> _What to produce_:
How many lines of the entries below contain the string "boulder"? State the number alone.

-=-=-=-=-

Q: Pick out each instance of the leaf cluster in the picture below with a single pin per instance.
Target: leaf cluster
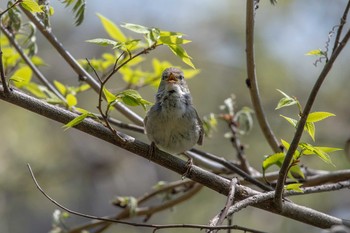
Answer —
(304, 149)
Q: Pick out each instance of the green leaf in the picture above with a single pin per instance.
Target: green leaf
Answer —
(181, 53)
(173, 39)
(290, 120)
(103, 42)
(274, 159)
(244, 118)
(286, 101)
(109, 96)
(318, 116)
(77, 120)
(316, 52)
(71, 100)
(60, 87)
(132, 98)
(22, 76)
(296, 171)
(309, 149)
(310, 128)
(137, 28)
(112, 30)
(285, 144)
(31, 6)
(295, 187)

-=-=-=-=-

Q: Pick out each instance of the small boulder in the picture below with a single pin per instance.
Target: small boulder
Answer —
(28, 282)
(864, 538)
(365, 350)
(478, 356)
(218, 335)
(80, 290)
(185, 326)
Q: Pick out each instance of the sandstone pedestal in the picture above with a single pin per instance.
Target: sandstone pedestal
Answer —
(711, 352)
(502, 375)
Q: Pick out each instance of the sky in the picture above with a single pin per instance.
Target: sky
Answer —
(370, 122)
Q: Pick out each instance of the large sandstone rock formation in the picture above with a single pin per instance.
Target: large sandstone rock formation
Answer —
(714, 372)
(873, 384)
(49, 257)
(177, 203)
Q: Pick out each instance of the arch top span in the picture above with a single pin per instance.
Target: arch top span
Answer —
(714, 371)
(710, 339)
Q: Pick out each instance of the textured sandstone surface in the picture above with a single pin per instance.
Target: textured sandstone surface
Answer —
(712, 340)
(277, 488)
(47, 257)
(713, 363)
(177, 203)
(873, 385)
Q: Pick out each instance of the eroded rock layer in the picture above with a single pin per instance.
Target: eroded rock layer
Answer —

-=-=-=-=-

> _Response to this exercise_:
2